Reading passage:
My old girl love to ride in the truck with me everywhere no matter how short, to put her chin on the windowsill just like that. I always made a point to bring her even if it was a hassle. It made her happy.

My girl was a service dog, worked her whole life, and was very athletic. She did not care for retirement! We took up Rally obedience in her old age as a hobby. It relaly brought her back to life because I would groom her and shine her up before competition and she felt like she was going to "work" again. They have a veterans class that has limited exercises, no jumps etc, and she continued to compete in vets until she was 12 years old.

We also did AKC trick dog stuff which she LOVED, and a lot of tricks are mental but not really that physical to execute. I turned all her old service dog tasks into tricks which also helped her feel like she was still working.

I even found a group on FB that was for keeping senior dogs active and it had all these exercises to do with them...I wish I could remember the name.

Stated task 1:
Extract the part of the post about the retired service dog from "My girl was" up to and including "was still working.".
Stated task 2:
Translate this sentence from the post about the retired service dog into Spanish: "We took up Rally obedience in her old age as a hobby."
Stated task 3:
Proceed with the post about the retired service dog, picking up after its last sentence.
The items after this post are separate material and have nothing to do with it.

Excerpted data:
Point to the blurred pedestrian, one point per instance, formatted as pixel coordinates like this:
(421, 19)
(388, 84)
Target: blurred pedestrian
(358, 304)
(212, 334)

Final result 1:
My girl was a service dog, worked her whole life, and was very athletic. She did not care for retirement! We took up Rally obedience in her old age as a hobby. It relaly brought her back to life because I would groom her and shine her up before competition and she felt like she was going to "work" again. They have a veterans class that has limited exercises, no jumps etc, and she continued to compete in vets until she was 12 years old.

We also did AKC trick dog stuff which she LOVED, and a lot of tricks are mental but not really that physical to execute. I turned all her old service dog tasks into tricks which also helped her feel like she was still working.

Final result 2:
En su vejez empezamos a practicar Rally obedience como pasatiempo.

Final result 3:
I took her swimming a lot. After the vestibular she had to wear a life jacket because her equilibrium was gone, but she still swam with her tilted head and loved every second of it! 

We also alternated taking her for short walks some days and then I would either walk the boys again later for their "real" walk, or just everyone got a super short walk on her day and they I'd double the boys' walk the next day.

I don't think she would have lasted as long as she did had she not had some purpose...something to look forward to. She was a true working dog and she had no desire to lay around on the couch. Even something as simple as asking her to walk me to the kennel (just up my driveway), so she got to go out the door with me and think she was needed. 

You can now do AKC tricks and rally and even obedience with virtual submissions. Things like that at novice level are not physically demanding on the dog at all but it's something you can do together to make the senior feel like she's doing something special. Then when you tell her she has to stay home for the longer walks it's tolerable. There's tons of fun stuff to do with seniors and they enjoy it so much!


----------



## car2ner (Apr 9, 2014)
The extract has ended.